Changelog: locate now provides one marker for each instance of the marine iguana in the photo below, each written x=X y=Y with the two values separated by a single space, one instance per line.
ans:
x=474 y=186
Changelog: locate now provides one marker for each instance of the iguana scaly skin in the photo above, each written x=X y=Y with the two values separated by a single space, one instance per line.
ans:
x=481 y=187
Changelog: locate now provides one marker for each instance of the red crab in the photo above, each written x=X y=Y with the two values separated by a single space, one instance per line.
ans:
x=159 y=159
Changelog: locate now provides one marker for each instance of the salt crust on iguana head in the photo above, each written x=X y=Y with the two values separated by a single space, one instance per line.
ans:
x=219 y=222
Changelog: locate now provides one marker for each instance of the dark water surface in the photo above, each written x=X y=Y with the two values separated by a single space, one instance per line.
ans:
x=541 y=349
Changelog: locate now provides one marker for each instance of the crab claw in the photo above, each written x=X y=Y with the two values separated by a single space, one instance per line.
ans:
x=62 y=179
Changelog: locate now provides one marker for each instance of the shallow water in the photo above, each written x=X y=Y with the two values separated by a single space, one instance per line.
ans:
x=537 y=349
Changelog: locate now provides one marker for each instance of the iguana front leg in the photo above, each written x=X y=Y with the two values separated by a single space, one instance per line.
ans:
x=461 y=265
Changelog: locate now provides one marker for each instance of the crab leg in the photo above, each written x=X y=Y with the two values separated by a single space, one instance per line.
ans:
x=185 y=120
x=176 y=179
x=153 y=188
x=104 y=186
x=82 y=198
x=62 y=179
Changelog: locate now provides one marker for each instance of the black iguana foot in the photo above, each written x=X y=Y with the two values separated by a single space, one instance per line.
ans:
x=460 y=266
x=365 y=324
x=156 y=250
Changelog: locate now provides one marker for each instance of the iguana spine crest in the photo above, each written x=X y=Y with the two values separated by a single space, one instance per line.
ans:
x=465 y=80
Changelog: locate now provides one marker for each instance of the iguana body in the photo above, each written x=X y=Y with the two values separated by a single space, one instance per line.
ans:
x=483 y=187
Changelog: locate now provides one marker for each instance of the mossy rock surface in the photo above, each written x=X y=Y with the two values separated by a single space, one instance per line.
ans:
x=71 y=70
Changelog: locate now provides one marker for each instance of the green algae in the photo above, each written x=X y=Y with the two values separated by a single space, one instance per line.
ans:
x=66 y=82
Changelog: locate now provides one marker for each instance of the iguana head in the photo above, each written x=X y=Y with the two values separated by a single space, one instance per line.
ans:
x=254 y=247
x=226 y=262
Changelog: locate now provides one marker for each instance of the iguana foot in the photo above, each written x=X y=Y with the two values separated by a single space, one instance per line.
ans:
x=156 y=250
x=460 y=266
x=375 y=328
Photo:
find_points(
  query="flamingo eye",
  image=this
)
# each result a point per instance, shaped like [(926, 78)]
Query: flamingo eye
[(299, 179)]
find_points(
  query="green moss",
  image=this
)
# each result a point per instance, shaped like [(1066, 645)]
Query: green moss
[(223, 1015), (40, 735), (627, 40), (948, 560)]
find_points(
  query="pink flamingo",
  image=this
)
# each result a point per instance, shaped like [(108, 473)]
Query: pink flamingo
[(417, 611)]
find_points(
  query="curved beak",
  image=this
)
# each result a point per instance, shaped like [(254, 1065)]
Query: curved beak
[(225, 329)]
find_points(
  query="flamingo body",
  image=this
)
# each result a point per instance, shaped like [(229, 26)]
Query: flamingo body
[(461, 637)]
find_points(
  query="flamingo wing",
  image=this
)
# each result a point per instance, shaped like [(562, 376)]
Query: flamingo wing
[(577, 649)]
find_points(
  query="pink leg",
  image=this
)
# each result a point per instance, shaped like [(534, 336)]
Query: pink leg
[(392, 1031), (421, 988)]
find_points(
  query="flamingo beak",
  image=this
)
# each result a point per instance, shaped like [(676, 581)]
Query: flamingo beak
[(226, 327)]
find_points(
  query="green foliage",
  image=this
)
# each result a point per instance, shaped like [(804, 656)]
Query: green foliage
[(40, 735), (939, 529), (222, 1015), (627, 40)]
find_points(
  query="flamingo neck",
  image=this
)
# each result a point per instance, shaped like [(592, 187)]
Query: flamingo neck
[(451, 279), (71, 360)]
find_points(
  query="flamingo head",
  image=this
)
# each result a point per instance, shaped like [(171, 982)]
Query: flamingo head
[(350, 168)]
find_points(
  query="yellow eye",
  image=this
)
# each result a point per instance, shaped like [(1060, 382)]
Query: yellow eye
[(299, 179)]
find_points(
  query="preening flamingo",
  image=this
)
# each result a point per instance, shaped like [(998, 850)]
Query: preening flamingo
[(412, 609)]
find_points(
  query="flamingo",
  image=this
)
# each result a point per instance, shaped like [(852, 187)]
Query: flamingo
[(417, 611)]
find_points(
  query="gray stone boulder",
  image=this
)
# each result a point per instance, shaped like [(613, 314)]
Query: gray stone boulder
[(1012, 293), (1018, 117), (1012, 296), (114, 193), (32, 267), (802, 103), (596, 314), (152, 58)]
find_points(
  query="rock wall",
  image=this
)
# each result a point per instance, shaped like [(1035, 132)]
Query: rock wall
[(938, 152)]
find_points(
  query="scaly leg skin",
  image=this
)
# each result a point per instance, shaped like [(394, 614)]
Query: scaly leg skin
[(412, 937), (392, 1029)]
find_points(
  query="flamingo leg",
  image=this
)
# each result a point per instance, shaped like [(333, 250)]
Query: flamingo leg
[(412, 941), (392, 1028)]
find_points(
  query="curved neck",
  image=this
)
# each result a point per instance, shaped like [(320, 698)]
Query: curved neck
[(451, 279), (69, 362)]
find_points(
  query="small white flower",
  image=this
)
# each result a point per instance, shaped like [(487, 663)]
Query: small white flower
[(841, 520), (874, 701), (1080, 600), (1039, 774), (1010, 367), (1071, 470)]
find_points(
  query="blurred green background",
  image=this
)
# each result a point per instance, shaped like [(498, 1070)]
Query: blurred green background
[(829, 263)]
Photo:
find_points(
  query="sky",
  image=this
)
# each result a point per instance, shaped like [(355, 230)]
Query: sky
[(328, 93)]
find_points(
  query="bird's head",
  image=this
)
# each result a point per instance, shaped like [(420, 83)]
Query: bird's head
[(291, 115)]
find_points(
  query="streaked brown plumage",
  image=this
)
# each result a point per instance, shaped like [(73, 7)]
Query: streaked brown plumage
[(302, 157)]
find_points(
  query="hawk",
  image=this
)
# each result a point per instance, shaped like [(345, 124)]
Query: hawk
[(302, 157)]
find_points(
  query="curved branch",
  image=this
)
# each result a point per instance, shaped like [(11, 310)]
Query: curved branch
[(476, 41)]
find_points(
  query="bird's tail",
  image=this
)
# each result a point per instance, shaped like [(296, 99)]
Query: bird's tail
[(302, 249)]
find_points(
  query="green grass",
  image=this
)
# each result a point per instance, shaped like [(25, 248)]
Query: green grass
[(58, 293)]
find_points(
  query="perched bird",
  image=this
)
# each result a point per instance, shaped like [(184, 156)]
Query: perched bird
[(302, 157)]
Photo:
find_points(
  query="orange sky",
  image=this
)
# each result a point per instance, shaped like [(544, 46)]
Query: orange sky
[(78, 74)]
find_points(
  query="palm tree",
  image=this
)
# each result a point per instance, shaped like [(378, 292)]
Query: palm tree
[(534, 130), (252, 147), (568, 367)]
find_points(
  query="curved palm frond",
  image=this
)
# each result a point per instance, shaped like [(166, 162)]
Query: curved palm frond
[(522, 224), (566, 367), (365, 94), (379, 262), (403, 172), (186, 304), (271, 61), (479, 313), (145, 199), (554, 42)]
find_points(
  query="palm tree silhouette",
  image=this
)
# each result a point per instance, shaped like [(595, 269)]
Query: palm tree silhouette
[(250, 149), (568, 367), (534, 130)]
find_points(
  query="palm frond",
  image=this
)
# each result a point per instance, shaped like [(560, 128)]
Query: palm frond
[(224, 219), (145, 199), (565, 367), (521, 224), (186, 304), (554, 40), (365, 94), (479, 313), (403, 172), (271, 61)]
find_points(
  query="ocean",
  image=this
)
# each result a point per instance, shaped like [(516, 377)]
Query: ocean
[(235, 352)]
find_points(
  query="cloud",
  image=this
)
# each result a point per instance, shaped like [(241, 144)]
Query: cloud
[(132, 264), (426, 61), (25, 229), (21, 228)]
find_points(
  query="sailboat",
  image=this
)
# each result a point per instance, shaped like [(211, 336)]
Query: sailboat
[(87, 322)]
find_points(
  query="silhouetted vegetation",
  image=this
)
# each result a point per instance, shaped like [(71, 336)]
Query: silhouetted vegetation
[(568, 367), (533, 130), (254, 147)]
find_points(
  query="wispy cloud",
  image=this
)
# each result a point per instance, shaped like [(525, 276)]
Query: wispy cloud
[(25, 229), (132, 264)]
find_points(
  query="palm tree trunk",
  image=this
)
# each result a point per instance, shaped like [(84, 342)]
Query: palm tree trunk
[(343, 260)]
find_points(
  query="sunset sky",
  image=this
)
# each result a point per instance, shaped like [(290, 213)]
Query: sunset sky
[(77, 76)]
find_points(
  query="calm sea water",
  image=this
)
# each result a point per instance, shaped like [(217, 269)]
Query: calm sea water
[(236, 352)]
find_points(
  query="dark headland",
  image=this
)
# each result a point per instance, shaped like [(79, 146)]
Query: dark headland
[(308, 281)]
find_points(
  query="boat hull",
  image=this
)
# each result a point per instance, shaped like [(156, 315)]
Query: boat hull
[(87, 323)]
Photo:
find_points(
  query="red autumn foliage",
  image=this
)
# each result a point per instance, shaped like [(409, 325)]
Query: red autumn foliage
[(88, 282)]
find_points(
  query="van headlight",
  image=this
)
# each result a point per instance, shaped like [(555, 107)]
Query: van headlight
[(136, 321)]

- **SET EXERCISE**: How many lines in the rows above contain the word "headland"? Give only the number.

- **TASK RESPONSE**: 2